■ PROBLEMS ■
1. Decide whether each statement agrees with the article on sales playbooks for SaaS businesses: (a) a playbook can set out when the business will accept the customer's own contract terms; (b) companies are usually eager to spend time and money putting a playbook together; (c) the star salesperson closed the deal without making any concessions. For each, answer yes or no and quote the deciding words.
2. Carry on the article on sales playbooks for SaaS businesses from its last sentence.

The positives of playbooks – 10 reasons your SaaS business needs one…


The scenario

Your star salesperson has just sealed the deal with a customer you have been chasing for months, and it’s one of your highest value contracts – a reason to break open the champagne, right? 

Wrong! It turns out that to get the deal, sales have made a lot of concessions – they’ve agreed to all sorts of terms that you don’t have with any other customers, and which aren’t favourable to you. Far from being a success story, this contract could turn out to be a huge headache for your business to manage.

What can you do to protect your business?

Fast growth SaaS companies face some common challenges when it comes to managing sales teams negotiating terms with potential customers. But there is an effective and fairly simple way to deal with these – put an effective sales manual, also known as a “playbook”, in place.  

Companies are often reluctant to invest the time and money in pulling together a playbook, but there are good reasons why doing so will more than repay the cost. Simon Conyers, our brilliant and experienced SaaS lawyer, gives 10 reasons why you and your sales team could benefit from a playbook…

10 good reasons to invest in a playbook for your sales team:

  1. As a precursor to putting your playbook together you will need to review, and possibly amend and streamline, your standard customer contract(s) to understand what terms are working and which are creating unnecessary friction and slowing down your deals. It’s a very helpful exercise, resulting in a contract that reflects your operational realities, works for your business and properly protects your business interests. 
  2. A playbook will enable you to identify the common areas of customer push back on your standard terms and to agree a company position that reflects your business’ risk appetite, so that sales/your lawyer can respond to these quickly and consistently. A playbook could also usefully contain sections on the circumstances under which you will insist on contracting with your own terms vs when you will accept the customer’s paper as well as your standard response to the content of your customer’s own terms. 
  3. Once you have identified likely areas for negotiation you can set out your approach to those topics, the situations in which exceptions may be made and how these are to be signed off (eg.internal processes and escalations – to whom, etc.).
  4. Having a playbook which sets out a consistent approach will make it easier to train and manage your sales team, so everyone knows what is expected of them. A one-stop shop for all the information sales need to negotiate and close a deal effectively will make things easier for all (and less costly for the business). Sales will spend less time on admin tasks and negotiating deals and more time selling.

■ SUPPLIED ENTRIES ■
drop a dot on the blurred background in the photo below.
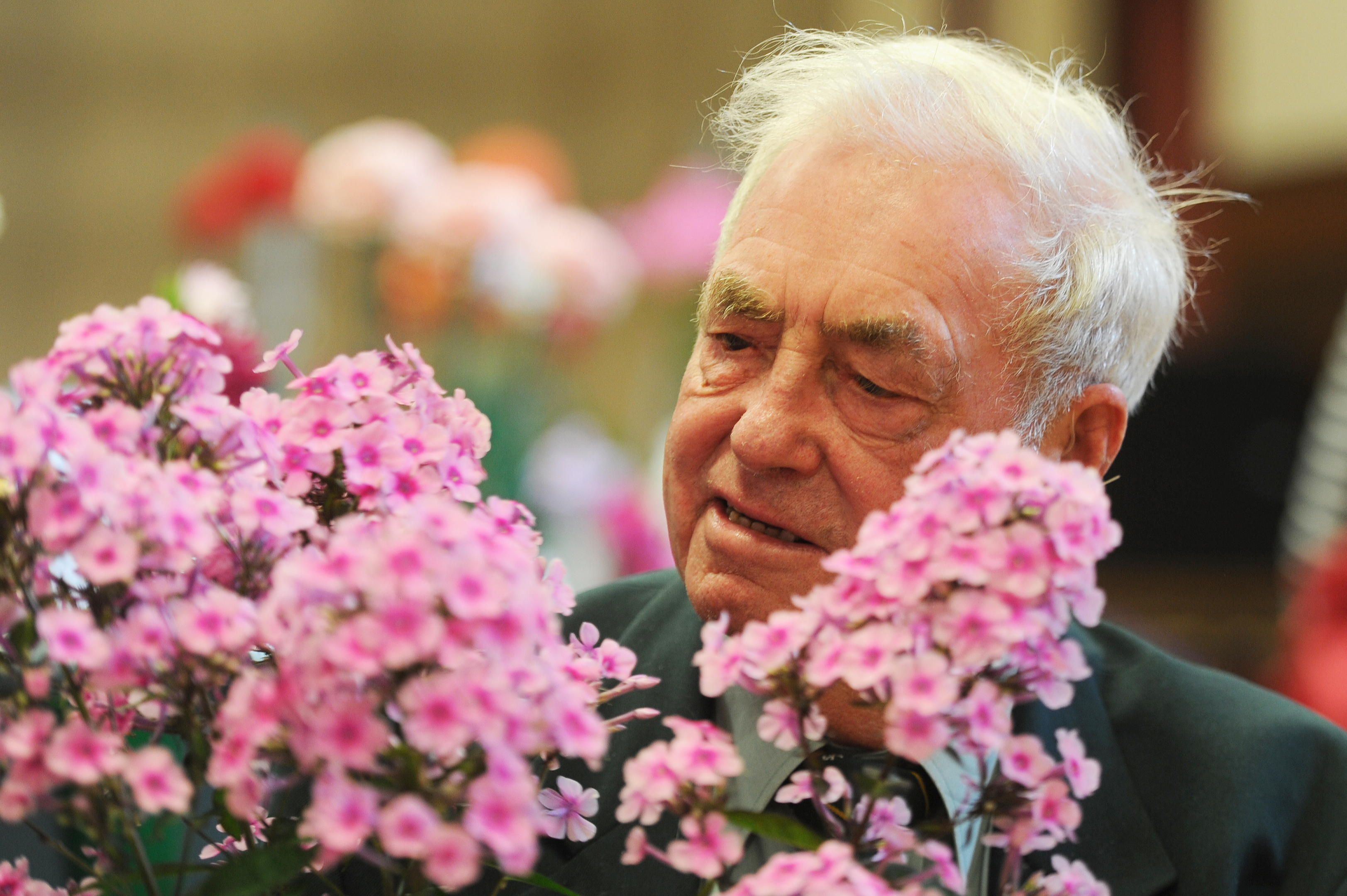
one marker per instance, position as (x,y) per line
(139,136)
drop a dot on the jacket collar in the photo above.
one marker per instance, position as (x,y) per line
(1116,837)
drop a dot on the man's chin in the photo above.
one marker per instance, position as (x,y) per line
(715,592)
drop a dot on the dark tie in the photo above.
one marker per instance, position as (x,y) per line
(915,785)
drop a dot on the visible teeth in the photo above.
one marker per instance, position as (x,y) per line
(757,526)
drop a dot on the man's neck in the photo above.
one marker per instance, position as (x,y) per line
(850,721)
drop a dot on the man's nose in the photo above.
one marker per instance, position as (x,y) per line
(783,419)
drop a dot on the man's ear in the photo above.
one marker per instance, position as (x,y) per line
(1090,429)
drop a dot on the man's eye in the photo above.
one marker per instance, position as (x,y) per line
(730,341)
(874,389)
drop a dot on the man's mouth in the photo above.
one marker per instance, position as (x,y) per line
(759,526)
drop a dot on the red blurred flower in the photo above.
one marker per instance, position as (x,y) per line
(252,177)
(1313,667)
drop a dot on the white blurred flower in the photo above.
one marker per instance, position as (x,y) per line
(469,205)
(573,468)
(354,183)
(212,294)
(589,261)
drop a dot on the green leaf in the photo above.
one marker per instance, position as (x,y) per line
(256,871)
(545,881)
(779,828)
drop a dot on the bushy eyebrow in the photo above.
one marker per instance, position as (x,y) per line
(732,295)
(881,333)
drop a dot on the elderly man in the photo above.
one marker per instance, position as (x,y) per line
(934,235)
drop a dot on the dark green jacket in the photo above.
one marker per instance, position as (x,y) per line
(1211,786)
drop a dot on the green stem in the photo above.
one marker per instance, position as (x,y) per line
(142,857)
(61,848)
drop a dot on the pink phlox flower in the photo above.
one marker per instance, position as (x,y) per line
(648,785)
(986,716)
(562,596)
(512,521)
(116,425)
(372,452)
(400,632)
(317,424)
(461,475)
(200,487)
(1057,814)
(1073,879)
(706,848)
(903,580)
(15,881)
(107,555)
(475,591)
(281,353)
(871,651)
(802,787)
(232,755)
(968,558)
(826,655)
(1024,760)
(783,875)
(976,506)
(911,735)
(1081,771)
(83,755)
(73,638)
(453,859)
(144,634)
(720,659)
(503,813)
(439,717)
(259,509)
(771,646)
(157,782)
(976,628)
(889,822)
(468,428)
(422,443)
(347,733)
(26,781)
(636,847)
(407,826)
(565,810)
(57,515)
(403,487)
(923,684)
(701,752)
(945,863)
(22,444)
(781,724)
(615,661)
(1027,569)
(574,726)
(25,738)
(217,620)
(341,814)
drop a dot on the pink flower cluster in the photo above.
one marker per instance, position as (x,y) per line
(688,777)
(307,588)
(433,628)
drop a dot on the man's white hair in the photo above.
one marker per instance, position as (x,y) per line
(1108,273)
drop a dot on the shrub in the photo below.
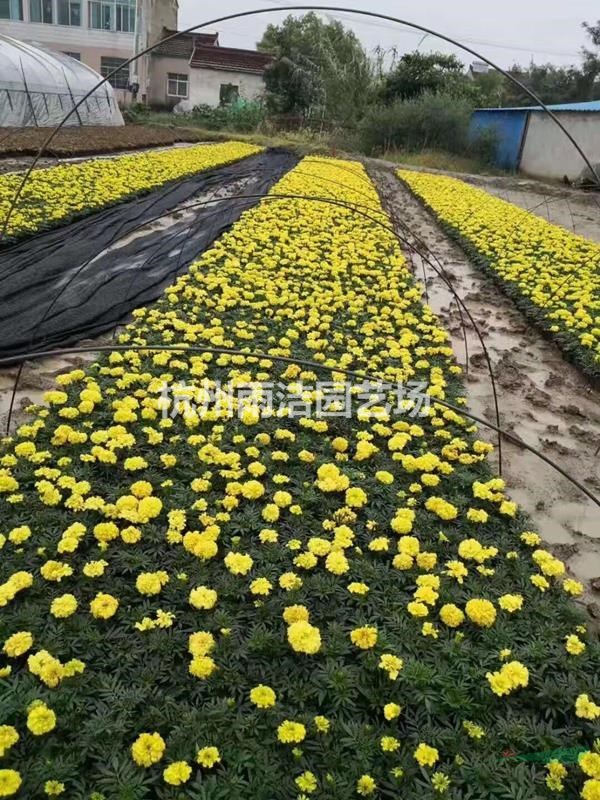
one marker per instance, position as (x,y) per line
(432,120)
(240,116)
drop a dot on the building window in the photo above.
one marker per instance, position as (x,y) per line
(69,12)
(112,15)
(177,85)
(125,17)
(229,93)
(119,80)
(40,11)
(11,9)
(101,16)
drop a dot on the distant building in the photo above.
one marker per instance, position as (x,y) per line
(479,68)
(100,33)
(529,140)
(190,70)
(194,69)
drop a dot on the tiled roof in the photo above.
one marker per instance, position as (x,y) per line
(230,58)
(183,45)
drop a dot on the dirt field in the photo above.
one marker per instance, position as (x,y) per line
(543,400)
(19,142)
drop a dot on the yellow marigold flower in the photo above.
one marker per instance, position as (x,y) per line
(322,724)
(295,613)
(365,786)
(441,508)
(391,664)
(511,602)
(426,756)
(261,586)
(585,708)
(207,757)
(63,606)
(590,764)
(417,609)
(291,732)
(54,788)
(540,582)
(10,782)
(18,644)
(481,612)
(290,581)
(8,737)
(104,606)
(263,696)
(573,645)
(202,667)
(473,731)
(337,563)
(55,571)
(40,719)
(591,790)
(389,744)
(511,676)
(358,588)
(177,773)
(403,520)
(151,583)
(451,615)
(356,497)
(391,711)
(201,643)
(573,587)
(238,563)
(365,638)
(304,637)
(306,782)
(203,598)
(94,569)
(330,479)
(440,782)
(148,749)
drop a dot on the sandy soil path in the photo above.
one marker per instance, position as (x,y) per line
(543,400)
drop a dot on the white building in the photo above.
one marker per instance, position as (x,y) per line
(192,69)
(100,33)
(195,70)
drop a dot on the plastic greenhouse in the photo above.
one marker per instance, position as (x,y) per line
(38,87)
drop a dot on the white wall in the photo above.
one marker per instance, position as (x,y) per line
(205,85)
(548,153)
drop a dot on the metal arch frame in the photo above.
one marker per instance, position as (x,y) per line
(255,12)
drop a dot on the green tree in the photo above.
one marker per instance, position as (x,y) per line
(320,69)
(419,73)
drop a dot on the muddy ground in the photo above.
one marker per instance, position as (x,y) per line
(17,143)
(542,399)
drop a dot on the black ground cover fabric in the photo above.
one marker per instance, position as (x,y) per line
(65,285)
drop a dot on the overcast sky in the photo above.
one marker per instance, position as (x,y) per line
(506,32)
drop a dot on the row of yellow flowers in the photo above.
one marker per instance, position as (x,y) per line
(55,195)
(551,273)
(231,600)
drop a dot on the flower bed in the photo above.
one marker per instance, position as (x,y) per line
(59,194)
(551,274)
(208,604)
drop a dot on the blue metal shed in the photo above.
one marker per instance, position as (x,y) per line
(510,126)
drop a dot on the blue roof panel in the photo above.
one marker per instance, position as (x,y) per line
(592,105)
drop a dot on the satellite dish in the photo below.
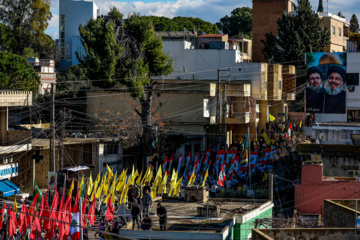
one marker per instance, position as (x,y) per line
(322,136)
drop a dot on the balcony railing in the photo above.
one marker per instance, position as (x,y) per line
(353,45)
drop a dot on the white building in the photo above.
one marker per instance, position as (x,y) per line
(71,15)
(45,68)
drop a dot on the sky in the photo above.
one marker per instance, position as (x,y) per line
(208,10)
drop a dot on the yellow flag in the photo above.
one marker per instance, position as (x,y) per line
(177,187)
(90,185)
(206,175)
(15,205)
(266,138)
(81,184)
(163,183)
(71,188)
(109,171)
(192,176)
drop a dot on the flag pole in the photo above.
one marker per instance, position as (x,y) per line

■ RESULTS FOR THE EXERCISE ■
1.
(a) Yes: "the circumstances under which you will insist on contracting with your own terms vs when you will accept the customer’s paper"
(b) No: "Companies are often reluctant to invest the time and money in pulling together a playbook"
(c) No: "sales have made a lot of concessions"

2.
  5. It will enable you to standardise and streamline aspects of your sales process, speeding up negotiations, reducing time-to-close and making your business more efficient (reduce costs and increase profitability ). 
  6. A playbook will help your sales team strike better deals and is an insurance against expensive mistakes by a young or inexperienced sales team, who are too eager (or feeling too pressured) to do a deal at any price! 
  7. Once the sales teams have been trained on your playbook, you will also have a useful framework for appraising performance and, if necessary, taking disciplinary action.
  8. It will enable you to justify any non-standard terms which are agreed with your customers. Following an internal process for signing these off will also provide you with a paper trail should this be required in the future (eg. for auditors, insurance purposes etc).  
  9. The consistency of approach enabled by a playbook will also professionalise things (both internally and to the outside world). It is critical to help you to scale effectively. When your deal volume increases, or you add product lines and expand into new countries/territories, having a standardised approach, even for deviating terms, becomes necessary.  
  10. An effective playbook will give any future investors/buyers confidence in how your business is run. A playbook can help reassure potential investors during due diligence that the business has been well managed and there are no nasty surprises lurking.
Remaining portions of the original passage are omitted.